• [Given passage]:
<<<<

From the beginning, there were concerns about this push towards 1-bit systems into the consumer space along with claims that 1-bit PDM should form some kind of archival foundation for music. There were critics include Lipshitz and Vanderkooy - see their paper "Why Professional 1-Bit Sigma-Delta Conversion is a Bad Idea" from the September 2000 AES. And the next year in May 2001, they followed up with "Why 1-Bit Sigma-Delta Conversion is Unsuitable for High-Quality Applications". Even Bob Stuart chimed in on the unsuitability of DSD for "high-resolution audio" back in 2004. This is no surprise since Meridian was firmly with DVD-A including developing the MLP compression system which subsequently has been licensed by Dolby and renamed TrueHD; it looks like Dolby and Meridian had an arrangement dating back even to 1998.
These concerns around fidelity and the unsuitability of 1-bit PDM as an editable format in audio production are why in the professional world, we see audio recorded and edited in 24/352.8 "DXD" and Sony's own "DSD-Wide" (8-bit/2.8MHz) instead of DSD64/1-bit "DSD-Narrow".
While this was playing out in the academic/professional arena, the advertising industry including the "mainstream audiophile media" championed DSD and published all kinds of flowery words suggesting how it sounded "more natural", or "analogue-like" compared to PCM. While I don't think we can put an exact date on when DVD-Audio officially died as a viable commercial product, I think by 2005 it was quite clear that hi-res physical formats were not going to be mainstream and DVD-A did not have the number of titles available compared to SACD. My sense is that the hybrid-SACD feature with both DSD and CD-compatible layers was a major differentiating factor that has resulted in still a trickle of SACDs released these days.

>>>>

• [Directive]:
In the passage on 1-bit audio, could you repeat the portion between "While this was" and "released these days.", inclusive, changing "advertising industry" to "marketing industry"?

[Spatial annotation records]
<<<<

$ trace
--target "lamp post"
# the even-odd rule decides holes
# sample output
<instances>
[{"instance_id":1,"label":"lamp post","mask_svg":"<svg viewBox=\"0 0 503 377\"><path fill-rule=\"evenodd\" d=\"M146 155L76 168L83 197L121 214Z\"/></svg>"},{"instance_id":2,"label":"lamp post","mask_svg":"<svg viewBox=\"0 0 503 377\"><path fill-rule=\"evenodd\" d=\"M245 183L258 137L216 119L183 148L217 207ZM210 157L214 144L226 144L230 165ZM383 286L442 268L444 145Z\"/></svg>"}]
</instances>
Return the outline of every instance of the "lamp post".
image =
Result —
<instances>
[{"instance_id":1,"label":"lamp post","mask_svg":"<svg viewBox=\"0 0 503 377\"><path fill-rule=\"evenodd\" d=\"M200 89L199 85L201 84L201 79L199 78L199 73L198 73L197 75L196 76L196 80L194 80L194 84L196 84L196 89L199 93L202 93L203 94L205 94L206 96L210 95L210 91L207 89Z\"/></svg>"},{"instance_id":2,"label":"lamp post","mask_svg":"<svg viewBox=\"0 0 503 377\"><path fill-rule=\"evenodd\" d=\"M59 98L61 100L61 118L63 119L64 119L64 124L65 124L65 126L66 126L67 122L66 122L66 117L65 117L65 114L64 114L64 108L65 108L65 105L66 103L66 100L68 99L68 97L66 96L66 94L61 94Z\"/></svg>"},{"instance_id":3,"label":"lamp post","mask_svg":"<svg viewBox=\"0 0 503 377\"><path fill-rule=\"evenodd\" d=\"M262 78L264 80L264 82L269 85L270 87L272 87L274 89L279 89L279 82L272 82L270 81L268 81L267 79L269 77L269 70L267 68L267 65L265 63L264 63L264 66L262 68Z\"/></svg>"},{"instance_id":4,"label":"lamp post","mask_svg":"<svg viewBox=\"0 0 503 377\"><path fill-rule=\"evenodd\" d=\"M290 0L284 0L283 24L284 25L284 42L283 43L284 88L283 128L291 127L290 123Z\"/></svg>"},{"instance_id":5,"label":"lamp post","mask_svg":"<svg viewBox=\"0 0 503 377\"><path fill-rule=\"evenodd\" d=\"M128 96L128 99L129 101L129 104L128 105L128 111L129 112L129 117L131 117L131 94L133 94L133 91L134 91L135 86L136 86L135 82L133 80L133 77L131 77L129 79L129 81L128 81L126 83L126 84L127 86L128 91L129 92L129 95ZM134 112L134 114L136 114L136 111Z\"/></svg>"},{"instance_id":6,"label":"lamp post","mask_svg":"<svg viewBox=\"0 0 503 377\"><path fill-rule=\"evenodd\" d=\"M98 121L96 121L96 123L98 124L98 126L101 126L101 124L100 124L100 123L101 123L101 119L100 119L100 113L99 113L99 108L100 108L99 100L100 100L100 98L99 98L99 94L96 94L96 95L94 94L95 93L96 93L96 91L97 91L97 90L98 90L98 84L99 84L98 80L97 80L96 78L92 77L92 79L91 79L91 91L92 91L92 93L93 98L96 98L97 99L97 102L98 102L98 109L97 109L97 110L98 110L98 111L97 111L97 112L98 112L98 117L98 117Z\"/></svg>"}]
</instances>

>>>>

• [Solution to this exercise]:
While this was playing out in the academic/professional arena, the marketing industry including the "mainstream audiophile media" championed DSD and published all kinds of flowery words suggesting how it sounded "more natural", or "analogue-like" compared to PCM. While I don't think we can put an exact date on when DVD-Audio officially died as a viable commercial product, I think by 2005 it was quite clear that hi-res physical formats were not going to be mainstream and DVD-A did not have the number of titles available compared to SACD. My sense is that the hybrid-SACD feature with both DSD and CD-compatible layers was a major differentiating factor that has resulted in still a trickle of SACDs released these days.